— start of PROVIDED TEXT —

INZ may well turn up at the employer’s offices to see what’s going on. After this assessment of the job we sometimes we get asked to reply to a letter from Immigration contesting exactly what the person is doing against the list of tasks stipulated by the ANZSCO, aka Australian & New Zealand Standard Classification of Occupations. Letters very often say to the effect that the applicant appears to be doing other duties not related to their field, say reception duties or administrative work when things are quiet, or when the IT systems are working fine.

Often the employer is forced to admit damning information in the employer questionnaire which is difficult to reverse later down the track at PPI stage. The damage has already been done. The real no-no for employees is to end up performing lesser-skilled duties not connected with their skilled background or qualification. An example is Hotel Managers or Hotel Service Mangers doing the graveyard shift and really doing very little in the way of management.

So if you are looking ahead to Skilled Residence with assistance from your current employer, then at least be reasonably sure you have good prospects. Has the job got potential? Perhaps there is room for a senior promotion. It might be too soon to apply. Maybe you need to find a ‘bigger’ employer before you embark on Residence at all.

It doesn’t hurt to get assistance from a licenced advisor or lawyer to assess what your next move should be. Taking the first job offer that comes up or persisting with your current job might not work out in the end. Be reminded that Skilled Migrant Residence is a serious application so be confident you can succeed.

Putting just one foot wrong can jeopardise it all.

— end of PROVIDED TEXT —
— start of RECORD LIST —

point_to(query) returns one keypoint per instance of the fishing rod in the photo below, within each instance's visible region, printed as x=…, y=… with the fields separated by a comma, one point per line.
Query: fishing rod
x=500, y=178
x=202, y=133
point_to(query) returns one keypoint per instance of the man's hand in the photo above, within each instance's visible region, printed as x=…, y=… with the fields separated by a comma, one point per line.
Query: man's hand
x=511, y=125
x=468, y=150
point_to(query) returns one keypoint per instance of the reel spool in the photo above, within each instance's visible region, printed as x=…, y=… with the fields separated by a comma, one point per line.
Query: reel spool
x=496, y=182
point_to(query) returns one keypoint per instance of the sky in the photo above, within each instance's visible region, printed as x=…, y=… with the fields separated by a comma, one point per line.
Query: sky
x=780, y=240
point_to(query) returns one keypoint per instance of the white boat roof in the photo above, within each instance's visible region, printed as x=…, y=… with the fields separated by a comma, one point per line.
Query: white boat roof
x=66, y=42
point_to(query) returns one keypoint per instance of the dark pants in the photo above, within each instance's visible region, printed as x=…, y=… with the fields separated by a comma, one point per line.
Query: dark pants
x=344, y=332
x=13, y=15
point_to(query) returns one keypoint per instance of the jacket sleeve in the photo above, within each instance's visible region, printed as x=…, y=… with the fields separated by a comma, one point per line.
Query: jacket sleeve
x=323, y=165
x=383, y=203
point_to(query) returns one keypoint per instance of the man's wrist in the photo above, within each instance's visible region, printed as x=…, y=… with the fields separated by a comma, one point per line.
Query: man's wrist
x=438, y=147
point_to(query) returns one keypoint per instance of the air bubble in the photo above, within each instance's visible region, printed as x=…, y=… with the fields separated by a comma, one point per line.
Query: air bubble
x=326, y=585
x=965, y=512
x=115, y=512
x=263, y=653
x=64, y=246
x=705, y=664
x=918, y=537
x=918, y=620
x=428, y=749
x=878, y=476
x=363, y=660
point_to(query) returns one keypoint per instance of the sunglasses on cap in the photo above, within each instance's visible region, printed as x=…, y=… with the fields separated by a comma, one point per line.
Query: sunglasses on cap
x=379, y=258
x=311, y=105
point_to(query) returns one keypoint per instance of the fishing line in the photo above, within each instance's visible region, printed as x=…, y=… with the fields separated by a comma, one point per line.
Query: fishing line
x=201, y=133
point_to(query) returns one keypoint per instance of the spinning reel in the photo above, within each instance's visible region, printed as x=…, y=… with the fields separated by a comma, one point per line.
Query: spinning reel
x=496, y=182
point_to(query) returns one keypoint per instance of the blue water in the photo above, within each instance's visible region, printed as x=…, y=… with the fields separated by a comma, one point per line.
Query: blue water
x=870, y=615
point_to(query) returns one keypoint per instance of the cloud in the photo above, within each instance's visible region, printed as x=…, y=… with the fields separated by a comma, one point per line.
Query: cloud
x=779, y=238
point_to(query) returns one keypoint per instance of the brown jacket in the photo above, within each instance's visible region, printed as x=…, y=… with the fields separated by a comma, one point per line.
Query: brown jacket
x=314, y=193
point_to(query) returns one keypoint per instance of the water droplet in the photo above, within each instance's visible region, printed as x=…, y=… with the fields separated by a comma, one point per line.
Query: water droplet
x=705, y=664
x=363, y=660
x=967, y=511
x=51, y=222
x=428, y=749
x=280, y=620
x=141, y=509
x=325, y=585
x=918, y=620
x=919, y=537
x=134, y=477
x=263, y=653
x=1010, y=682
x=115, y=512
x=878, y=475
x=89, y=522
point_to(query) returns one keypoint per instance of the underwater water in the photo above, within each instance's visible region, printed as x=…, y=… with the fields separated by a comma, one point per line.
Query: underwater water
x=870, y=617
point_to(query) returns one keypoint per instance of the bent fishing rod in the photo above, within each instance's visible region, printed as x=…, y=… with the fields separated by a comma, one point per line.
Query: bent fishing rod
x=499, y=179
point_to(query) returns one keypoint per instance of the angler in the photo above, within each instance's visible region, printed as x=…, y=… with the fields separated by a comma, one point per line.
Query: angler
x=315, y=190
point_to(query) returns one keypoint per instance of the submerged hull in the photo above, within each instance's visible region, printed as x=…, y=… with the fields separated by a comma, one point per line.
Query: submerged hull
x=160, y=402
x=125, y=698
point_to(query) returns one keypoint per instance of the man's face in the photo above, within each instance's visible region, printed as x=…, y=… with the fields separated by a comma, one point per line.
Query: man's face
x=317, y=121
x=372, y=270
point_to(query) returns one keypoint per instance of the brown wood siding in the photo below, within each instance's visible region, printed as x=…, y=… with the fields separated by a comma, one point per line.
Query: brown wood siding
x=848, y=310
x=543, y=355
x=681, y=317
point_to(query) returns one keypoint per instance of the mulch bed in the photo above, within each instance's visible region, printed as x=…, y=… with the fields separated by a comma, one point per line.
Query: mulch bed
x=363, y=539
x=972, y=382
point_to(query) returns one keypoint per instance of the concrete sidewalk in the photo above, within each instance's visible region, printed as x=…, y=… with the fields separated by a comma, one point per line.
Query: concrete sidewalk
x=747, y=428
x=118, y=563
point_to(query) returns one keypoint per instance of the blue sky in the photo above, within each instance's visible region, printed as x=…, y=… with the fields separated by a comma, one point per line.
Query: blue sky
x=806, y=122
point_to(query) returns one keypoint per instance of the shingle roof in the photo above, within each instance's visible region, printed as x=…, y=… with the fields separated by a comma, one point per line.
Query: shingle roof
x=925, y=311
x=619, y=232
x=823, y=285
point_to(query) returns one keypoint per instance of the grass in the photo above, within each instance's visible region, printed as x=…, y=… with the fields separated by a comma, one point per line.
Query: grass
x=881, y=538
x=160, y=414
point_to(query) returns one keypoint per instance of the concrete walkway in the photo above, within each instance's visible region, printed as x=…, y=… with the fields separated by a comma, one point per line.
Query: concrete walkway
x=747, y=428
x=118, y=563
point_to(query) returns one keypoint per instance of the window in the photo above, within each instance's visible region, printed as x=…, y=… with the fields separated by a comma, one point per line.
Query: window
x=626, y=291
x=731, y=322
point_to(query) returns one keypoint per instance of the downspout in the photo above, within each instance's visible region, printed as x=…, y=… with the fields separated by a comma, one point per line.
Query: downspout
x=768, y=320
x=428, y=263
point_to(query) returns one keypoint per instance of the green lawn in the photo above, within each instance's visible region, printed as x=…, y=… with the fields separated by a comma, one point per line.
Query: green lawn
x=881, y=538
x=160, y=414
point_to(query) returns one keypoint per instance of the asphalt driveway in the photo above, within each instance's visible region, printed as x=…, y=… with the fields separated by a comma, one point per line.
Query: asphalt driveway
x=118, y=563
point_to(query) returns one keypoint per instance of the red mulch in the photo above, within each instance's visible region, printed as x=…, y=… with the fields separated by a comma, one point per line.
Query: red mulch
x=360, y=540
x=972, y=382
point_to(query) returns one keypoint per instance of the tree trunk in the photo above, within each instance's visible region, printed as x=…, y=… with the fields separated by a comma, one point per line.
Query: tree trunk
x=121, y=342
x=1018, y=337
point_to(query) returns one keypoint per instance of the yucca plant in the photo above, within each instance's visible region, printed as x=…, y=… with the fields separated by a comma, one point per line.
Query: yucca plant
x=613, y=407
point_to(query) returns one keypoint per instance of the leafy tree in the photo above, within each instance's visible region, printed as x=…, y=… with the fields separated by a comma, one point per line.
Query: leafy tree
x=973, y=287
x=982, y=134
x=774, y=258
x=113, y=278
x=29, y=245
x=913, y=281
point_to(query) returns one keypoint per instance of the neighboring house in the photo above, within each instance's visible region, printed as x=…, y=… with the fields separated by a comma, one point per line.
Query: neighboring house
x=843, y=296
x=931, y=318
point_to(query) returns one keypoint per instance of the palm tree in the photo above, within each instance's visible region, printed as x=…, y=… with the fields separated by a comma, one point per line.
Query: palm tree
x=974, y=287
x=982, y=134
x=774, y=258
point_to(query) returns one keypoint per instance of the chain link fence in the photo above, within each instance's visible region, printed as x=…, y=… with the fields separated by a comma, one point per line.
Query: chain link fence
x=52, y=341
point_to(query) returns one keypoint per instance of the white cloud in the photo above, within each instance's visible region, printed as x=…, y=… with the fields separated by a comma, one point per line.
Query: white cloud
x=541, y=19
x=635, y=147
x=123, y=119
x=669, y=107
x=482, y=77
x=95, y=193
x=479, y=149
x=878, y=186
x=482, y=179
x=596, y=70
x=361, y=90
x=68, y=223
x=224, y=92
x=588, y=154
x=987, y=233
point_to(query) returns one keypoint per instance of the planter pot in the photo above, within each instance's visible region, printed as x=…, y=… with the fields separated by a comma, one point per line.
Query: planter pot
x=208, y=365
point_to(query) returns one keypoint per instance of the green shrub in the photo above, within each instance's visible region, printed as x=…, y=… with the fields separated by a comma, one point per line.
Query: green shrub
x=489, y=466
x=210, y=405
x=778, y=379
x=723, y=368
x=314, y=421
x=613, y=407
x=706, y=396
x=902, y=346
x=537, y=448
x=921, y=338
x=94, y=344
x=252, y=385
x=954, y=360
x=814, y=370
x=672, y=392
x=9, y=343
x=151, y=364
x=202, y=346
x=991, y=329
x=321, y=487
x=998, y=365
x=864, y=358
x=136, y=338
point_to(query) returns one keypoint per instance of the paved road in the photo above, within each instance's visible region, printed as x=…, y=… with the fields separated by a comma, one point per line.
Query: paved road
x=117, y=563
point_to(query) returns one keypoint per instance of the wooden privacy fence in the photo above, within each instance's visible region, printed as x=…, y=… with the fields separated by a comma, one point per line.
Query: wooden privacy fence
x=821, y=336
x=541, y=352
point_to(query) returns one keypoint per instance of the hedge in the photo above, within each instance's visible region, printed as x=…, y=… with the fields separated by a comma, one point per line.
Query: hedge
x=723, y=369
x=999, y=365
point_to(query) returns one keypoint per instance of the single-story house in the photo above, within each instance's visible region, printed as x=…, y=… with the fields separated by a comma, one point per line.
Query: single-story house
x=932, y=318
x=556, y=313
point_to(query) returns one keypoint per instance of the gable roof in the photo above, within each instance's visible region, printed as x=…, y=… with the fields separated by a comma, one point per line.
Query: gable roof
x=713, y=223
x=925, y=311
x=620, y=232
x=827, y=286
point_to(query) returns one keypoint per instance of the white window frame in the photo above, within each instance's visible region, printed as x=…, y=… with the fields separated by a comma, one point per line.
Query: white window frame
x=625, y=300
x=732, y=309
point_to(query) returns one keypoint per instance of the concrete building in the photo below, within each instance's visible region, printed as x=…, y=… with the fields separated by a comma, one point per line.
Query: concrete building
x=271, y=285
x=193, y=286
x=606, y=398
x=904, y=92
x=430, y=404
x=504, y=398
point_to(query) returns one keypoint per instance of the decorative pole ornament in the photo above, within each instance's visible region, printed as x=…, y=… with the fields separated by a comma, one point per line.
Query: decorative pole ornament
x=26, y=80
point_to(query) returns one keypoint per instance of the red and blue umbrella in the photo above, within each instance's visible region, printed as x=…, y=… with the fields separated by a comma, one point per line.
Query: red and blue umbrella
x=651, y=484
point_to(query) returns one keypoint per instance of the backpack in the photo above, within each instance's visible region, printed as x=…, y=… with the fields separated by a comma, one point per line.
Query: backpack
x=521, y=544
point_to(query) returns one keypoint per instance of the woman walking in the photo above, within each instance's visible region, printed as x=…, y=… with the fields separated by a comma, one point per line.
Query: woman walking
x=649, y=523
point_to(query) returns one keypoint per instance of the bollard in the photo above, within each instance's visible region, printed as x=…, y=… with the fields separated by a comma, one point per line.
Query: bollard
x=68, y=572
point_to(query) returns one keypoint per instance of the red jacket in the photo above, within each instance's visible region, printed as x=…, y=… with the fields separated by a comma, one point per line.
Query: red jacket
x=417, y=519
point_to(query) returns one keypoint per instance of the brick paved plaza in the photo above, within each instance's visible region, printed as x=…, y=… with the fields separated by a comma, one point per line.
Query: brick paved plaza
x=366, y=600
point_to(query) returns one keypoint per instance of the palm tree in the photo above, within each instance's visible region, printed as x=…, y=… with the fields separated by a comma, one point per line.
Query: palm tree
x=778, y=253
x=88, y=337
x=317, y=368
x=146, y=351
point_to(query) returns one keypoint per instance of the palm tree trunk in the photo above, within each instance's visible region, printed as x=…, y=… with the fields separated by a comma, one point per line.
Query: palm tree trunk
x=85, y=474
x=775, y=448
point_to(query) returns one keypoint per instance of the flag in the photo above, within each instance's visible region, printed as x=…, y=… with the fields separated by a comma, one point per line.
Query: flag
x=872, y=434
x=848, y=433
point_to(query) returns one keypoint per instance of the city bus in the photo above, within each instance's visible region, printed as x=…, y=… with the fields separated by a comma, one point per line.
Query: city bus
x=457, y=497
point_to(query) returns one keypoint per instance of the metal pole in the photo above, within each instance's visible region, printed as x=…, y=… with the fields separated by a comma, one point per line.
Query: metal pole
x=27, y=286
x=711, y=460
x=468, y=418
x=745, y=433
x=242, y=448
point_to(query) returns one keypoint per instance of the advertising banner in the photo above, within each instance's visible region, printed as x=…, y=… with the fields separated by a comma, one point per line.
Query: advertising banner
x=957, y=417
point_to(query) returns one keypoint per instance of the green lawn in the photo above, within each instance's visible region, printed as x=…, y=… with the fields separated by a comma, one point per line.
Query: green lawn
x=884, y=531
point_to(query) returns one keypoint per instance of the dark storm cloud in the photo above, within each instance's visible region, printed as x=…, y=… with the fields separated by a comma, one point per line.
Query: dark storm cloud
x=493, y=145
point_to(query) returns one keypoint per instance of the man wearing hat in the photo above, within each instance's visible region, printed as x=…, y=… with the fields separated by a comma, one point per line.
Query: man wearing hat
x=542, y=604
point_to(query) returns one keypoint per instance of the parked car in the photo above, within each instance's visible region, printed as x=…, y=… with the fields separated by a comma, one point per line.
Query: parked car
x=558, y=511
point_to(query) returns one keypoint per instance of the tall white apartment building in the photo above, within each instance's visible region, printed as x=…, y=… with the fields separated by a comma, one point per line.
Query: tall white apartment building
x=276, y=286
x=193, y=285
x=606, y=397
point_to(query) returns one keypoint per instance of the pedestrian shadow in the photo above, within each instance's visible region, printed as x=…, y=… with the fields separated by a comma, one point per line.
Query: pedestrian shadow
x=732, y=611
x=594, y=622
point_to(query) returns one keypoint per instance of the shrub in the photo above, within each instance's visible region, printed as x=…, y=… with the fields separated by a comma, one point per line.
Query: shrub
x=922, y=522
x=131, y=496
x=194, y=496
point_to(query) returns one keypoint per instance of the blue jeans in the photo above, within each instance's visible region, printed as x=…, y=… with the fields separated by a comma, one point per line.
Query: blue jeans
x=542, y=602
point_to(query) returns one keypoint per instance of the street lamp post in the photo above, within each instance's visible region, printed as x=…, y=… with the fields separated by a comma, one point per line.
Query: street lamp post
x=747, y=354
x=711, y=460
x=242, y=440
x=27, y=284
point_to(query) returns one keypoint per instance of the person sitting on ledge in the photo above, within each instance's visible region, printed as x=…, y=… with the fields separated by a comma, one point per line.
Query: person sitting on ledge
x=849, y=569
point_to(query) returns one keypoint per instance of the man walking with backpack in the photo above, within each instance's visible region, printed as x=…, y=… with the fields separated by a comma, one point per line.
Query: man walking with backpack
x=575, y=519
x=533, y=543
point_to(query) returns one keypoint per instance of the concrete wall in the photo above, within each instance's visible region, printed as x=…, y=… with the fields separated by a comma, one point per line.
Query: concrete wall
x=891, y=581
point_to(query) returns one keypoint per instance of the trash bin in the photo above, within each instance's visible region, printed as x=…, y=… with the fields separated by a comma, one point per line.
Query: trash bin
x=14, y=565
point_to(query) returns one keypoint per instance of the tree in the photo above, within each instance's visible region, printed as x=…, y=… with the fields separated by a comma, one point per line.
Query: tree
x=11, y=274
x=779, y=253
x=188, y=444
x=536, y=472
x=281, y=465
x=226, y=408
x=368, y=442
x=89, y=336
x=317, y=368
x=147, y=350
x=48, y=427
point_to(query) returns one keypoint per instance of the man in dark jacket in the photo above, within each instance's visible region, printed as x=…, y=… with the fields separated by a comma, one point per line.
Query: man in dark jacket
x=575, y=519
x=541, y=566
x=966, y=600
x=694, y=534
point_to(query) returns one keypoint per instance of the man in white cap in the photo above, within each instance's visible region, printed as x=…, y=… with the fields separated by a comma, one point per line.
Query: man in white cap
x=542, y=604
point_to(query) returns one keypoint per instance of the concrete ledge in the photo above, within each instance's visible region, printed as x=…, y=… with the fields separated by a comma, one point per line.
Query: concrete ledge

— end of RECORD LIST —

- _GIVEN INSTRUCTION A_
From the passage on Skilled Migrant Residence, extract the portion starting at "So if you are" and ending at "jeopardise it all.".
- _GIVEN INSTRUCTION B_
In the passage on Skilled Migrant Residence, what does ANZSCO stand for?

- _FULL ANSWER A_
So if you are looking ahead to Skilled Residence with assistance from your current employer, then at least be reasonably sure you have good prospects. Has the job got potential? Perhaps there is room for a senior promotion. It might be too soon to apply. Maybe you need to find a ‘bigger’ employer before you embark on Residence at all.

It doesn’t hurt to get assistance from a licenced advisor or lawyer to assess what your next move should be. Taking the first job offer that comes up or persisting with your current job might not work out in the end. Be reminded that Skilled Migrant Residence is a serious application so be confident you can succeed.

Putting just one foot wrong can jeopardise it all.

- _FULL ANSWER B_
Australian & New Zealand Standard Classification of Occupations